• _WRITTEN REQUEST_: Find each line in the records below that contains the word "target", and copy every such line in full.

[Records contained in a dataset]
—————
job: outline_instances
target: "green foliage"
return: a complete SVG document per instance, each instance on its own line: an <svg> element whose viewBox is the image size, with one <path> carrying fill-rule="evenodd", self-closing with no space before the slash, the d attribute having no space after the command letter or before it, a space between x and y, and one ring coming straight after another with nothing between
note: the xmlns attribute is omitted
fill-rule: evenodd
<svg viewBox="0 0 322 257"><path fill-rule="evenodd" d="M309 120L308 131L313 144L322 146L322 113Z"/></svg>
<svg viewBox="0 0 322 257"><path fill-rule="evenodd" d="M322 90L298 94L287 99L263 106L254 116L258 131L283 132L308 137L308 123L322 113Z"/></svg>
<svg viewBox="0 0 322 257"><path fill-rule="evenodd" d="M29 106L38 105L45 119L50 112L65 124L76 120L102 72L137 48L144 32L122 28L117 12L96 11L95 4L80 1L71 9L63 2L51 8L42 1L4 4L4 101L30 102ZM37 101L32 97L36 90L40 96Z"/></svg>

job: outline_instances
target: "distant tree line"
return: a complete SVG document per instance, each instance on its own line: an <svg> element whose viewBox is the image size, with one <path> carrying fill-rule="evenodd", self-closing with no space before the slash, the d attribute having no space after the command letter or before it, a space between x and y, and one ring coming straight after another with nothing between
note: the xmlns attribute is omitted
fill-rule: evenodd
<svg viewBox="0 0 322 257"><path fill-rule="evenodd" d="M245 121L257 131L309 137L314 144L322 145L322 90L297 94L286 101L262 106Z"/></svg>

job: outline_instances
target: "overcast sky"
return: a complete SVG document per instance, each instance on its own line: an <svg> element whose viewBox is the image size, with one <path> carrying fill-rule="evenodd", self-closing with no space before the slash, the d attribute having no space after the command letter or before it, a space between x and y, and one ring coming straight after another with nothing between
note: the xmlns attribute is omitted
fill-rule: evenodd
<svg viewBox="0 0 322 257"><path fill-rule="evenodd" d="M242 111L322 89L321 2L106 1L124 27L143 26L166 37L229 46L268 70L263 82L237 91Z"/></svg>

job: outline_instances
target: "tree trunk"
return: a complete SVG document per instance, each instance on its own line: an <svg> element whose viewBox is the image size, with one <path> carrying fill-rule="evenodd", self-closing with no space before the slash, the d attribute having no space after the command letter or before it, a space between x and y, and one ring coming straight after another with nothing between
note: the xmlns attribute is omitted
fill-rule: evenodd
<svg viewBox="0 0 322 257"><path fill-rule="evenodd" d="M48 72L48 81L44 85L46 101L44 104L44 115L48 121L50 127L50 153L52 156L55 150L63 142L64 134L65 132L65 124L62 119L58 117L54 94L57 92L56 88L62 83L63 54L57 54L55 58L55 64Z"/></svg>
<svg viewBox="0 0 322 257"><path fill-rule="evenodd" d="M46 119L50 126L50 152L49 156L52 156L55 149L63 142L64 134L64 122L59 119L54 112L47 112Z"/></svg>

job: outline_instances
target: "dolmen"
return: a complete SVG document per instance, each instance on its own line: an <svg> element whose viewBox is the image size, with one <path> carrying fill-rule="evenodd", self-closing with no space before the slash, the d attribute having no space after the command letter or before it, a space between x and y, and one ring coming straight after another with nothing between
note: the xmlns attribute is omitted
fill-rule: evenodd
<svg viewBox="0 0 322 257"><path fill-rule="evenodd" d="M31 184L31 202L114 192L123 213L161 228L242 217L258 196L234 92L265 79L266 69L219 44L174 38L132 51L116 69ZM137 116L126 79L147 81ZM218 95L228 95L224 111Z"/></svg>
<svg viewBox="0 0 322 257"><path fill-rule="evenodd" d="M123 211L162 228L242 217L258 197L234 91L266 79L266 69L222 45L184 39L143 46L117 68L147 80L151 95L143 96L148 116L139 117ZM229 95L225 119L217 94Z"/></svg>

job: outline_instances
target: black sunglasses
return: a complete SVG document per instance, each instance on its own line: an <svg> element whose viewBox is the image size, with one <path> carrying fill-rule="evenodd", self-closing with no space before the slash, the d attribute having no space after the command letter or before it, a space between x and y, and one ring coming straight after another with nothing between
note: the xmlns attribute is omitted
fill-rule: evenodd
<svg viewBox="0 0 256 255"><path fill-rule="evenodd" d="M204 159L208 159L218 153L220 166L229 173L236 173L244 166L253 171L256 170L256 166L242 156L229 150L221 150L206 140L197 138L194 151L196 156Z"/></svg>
—————
• _RESPONSE TO THE TASK_:
target: "green foliage"
target: "distant tree line"
target: "overcast sky"
target: "tree trunk"
target: "dolmen"
target: black sunglasses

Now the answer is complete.